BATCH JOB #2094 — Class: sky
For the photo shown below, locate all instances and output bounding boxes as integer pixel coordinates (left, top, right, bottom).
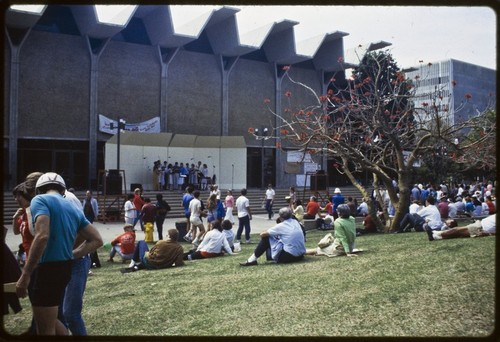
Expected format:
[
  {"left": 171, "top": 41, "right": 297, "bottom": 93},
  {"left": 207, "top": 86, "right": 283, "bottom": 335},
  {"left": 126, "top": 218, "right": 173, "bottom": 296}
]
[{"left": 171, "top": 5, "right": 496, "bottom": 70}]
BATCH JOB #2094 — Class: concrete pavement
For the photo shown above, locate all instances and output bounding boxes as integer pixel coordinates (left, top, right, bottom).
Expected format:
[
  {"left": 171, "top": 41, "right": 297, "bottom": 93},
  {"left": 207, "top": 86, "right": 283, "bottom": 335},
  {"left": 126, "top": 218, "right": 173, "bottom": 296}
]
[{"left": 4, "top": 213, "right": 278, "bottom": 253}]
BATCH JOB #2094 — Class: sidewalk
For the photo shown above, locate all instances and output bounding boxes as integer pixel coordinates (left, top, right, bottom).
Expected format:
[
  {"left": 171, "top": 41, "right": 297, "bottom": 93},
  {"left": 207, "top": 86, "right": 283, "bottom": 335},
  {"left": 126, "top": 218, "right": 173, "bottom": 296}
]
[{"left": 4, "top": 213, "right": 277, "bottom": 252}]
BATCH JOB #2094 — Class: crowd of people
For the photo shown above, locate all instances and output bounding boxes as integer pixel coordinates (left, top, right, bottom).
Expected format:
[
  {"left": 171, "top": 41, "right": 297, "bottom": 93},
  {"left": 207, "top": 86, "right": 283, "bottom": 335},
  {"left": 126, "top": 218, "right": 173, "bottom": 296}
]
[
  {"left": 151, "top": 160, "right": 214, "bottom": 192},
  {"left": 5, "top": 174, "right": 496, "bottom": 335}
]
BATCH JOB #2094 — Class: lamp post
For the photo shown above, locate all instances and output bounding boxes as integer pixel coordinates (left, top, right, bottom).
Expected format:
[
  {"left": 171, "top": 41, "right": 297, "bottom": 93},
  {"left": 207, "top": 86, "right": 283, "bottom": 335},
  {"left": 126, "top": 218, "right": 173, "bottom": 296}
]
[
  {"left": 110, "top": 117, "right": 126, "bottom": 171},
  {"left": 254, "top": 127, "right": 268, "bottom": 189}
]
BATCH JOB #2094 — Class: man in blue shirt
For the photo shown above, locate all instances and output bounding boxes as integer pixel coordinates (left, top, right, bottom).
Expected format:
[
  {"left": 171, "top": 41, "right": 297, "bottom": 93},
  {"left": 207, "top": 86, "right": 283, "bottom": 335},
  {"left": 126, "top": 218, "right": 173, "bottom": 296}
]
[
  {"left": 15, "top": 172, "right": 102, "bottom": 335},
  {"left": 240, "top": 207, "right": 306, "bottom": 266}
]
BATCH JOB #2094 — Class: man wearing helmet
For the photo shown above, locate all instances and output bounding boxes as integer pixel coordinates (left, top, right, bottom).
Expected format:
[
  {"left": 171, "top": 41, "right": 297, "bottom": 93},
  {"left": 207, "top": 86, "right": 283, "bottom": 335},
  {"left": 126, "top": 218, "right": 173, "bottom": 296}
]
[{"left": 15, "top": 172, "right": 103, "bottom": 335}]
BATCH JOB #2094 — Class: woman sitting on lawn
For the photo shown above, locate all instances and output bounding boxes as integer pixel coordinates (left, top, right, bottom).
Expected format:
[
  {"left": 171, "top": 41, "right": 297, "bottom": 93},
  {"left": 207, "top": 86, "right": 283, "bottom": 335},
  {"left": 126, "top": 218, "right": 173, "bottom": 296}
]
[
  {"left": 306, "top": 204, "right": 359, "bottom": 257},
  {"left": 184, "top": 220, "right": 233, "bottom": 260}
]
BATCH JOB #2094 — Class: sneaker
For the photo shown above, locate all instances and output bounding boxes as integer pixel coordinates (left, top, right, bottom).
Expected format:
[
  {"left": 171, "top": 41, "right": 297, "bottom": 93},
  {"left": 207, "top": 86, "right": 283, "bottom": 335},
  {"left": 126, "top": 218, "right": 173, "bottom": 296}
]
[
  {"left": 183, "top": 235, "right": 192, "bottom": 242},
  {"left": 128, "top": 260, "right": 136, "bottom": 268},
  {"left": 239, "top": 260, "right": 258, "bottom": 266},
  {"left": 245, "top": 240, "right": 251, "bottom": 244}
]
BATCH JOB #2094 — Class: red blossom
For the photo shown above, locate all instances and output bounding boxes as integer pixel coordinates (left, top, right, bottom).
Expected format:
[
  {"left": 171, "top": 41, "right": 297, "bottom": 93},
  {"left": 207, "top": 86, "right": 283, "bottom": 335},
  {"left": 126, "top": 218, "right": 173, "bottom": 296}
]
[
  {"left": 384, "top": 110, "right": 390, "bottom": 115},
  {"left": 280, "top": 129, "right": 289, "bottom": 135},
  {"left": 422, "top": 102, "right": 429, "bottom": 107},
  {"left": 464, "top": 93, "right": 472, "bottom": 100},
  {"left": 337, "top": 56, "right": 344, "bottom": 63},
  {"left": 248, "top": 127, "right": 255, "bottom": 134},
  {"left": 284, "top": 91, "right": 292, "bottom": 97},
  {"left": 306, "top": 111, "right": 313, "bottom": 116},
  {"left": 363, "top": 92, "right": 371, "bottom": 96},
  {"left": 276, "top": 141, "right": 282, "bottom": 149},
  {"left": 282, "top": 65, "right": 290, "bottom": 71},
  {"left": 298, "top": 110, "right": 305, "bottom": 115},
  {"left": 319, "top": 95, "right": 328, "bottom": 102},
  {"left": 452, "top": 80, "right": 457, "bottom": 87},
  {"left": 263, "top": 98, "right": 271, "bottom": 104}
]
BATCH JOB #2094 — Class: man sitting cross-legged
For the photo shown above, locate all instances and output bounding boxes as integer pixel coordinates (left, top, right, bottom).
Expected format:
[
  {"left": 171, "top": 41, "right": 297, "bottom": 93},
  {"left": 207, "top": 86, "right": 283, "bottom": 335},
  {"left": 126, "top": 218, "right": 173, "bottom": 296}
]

:::::

> _What is expected_:
Give back all of the entries verbatim, but without pictures.

> _Expected answer_:
BATCH JOB #2094 — Class: sky
For the photo shown below, locate all instances and output bounding boxes as integer pixel coordinates (left, top, right, bottom).
Expected format:
[
  {"left": 171, "top": 41, "right": 297, "bottom": 93},
  {"left": 207, "top": 86, "right": 283, "bottom": 335},
  {"left": 126, "top": 218, "right": 173, "bottom": 296}
]
[{"left": 171, "top": 5, "right": 496, "bottom": 70}]
BATCH JOB #2094 — Class: concrete pavement
For the photo shown above, locate all instances and output bounding boxes as integer pixel coordinates (left, top, right, bottom).
Expected format:
[
  {"left": 171, "top": 41, "right": 297, "bottom": 93},
  {"left": 207, "top": 86, "right": 283, "bottom": 335},
  {"left": 126, "top": 218, "right": 173, "bottom": 296}
]
[{"left": 4, "top": 213, "right": 278, "bottom": 253}]
BATCH JOB #2094 — Class: sidewalk
For the photo shown above, locate all instances and output bounding boxes as integer pixel coordinates (left, top, right, bottom).
Expected format:
[
  {"left": 171, "top": 41, "right": 297, "bottom": 93},
  {"left": 207, "top": 86, "right": 283, "bottom": 335},
  {"left": 126, "top": 218, "right": 173, "bottom": 296}
]
[{"left": 4, "top": 213, "right": 277, "bottom": 252}]
BATCH JOB #2094 — Class: crowd of people
For the photo shown above, locate all instances and output bounding boxes as integer pixel coordinates (left, top, right, bottom).
Expected format:
[
  {"left": 171, "top": 41, "right": 297, "bottom": 93},
  {"left": 207, "top": 86, "right": 283, "bottom": 335},
  {"left": 126, "top": 218, "right": 173, "bottom": 296}
]
[
  {"left": 151, "top": 160, "right": 214, "bottom": 192},
  {"left": 5, "top": 174, "right": 496, "bottom": 335}
]
BATCH JOB #2094 — Class: lamp post
For the photo shown above, locate all instances and output bounding boxes as integer pixel coordinates (left, top, right, bottom).
Expected format:
[
  {"left": 171, "top": 41, "right": 297, "bottom": 93},
  {"left": 207, "top": 86, "right": 283, "bottom": 335},
  {"left": 126, "top": 218, "right": 173, "bottom": 296}
]
[
  {"left": 110, "top": 117, "right": 126, "bottom": 171},
  {"left": 254, "top": 127, "right": 268, "bottom": 189}
]
BATCH JOB #2094 — Class: man in blue shirt
For the photo shown above, locate all instances and output bounding boxes as integer pixel coordinates (left, top, right, bottom).
Expected format:
[
  {"left": 171, "top": 41, "right": 297, "bottom": 93},
  {"left": 207, "top": 86, "right": 283, "bottom": 335},
  {"left": 126, "top": 218, "right": 173, "bottom": 296}
]
[
  {"left": 15, "top": 172, "right": 102, "bottom": 335},
  {"left": 240, "top": 207, "right": 306, "bottom": 266}
]
BATCH JOB #2094 — Class: man wearing helmet
For the photo shown above, locate all instances and output bounding boxes as integer pixel coordinates (left, top, right, bottom).
Expected format:
[
  {"left": 171, "top": 41, "right": 297, "bottom": 93},
  {"left": 207, "top": 86, "right": 283, "bottom": 335},
  {"left": 126, "top": 218, "right": 173, "bottom": 296}
]
[{"left": 15, "top": 172, "right": 103, "bottom": 335}]
BATCH JOB #2094 — Class: woman sitting on lawn
For the photo shown above, locate all instances and output bounding boxes as integer pixel coordinates (left, top, right, bottom).
Expected format:
[
  {"left": 171, "top": 41, "right": 297, "bottom": 93},
  {"left": 207, "top": 86, "right": 283, "bottom": 335},
  {"left": 126, "top": 218, "right": 173, "bottom": 296}
]
[
  {"left": 306, "top": 204, "right": 359, "bottom": 257},
  {"left": 184, "top": 220, "right": 233, "bottom": 260}
]
BATCH JOB #2094 — Class: sneaker
For the photo shown above, locate all instances and output bounding boxes as integer pixel coordinates (left, top, right, bottom).
Expected format:
[
  {"left": 171, "top": 41, "right": 297, "bottom": 93},
  {"left": 207, "top": 86, "right": 283, "bottom": 335},
  {"left": 126, "top": 218, "right": 173, "bottom": 296}
]
[
  {"left": 183, "top": 235, "right": 192, "bottom": 242},
  {"left": 128, "top": 260, "right": 136, "bottom": 268},
  {"left": 239, "top": 260, "right": 258, "bottom": 266},
  {"left": 245, "top": 240, "right": 251, "bottom": 244}
]
BATCH JOB #2094 — Class: red blossom
For the photo shown above, locate all instances and output bounding boxes as integer pixel coordinates (left, top, right, bottom).
Expected format:
[
  {"left": 171, "top": 41, "right": 297, "bottom": 93},
  {"left": 207, "top": 86, "right": 283, "bottom": 335},
  {"left": 126, "top": 218, "right": 173, "bottom": 296}
]
[
  {"left": 384, "top": 110, "right": 390, "bottom": 115},
  {"left": 280, "top": 129, "right": 289, "bottom": 135},
  {"left": 422, "top": 102, "right": 429, "bottom": 107},
  {"left": 464, "top": 93, "right": 472, "bottom": 100},
  {"left": 337, "top": 56, "right": 344, "bottom": 63},
  {"left": 248, "top": 127, "right": 255, "bottom": 134},
  {"left": 284, "top": 91, "right": 292, "bottom": 97},
  {"left": 306, "top": 111, "right": 313, "bottom": 116},
  {"left": 363, "top": 92, "right": 371, "bottom": 96},
  {"left": 276, "top": 141, "right": 282, "bottom": 149},
  {"left": 282, "top": 65, "right": 290, "bottom": 71},
  {"left": 298, "top": 110, "right": 305, "bottom": 115},
  {"left": 319, "top": 95, "right": 328, "bottom": 102},
  {"left": 452, "top": 80, "right": 457, "bottom": 87},
  {"left": 263, "top": 98, "right": 271, "bottom": 104}
]
BATCH JOB #2094 — Class: man sitting cross-legged
For the photo shown above, locate all instances and output bounding boxes as integer pixel coordinates (left, top, right, bottom).
Expected format:
[
  {"left": 171, "top": 41, "right": 297, "bottom": 93},
  {"left": 207, "top": 86, "right": 283, "bottom": 335},
  {"left": 126, "top": 218, "right": 173, "bottom": 296}
]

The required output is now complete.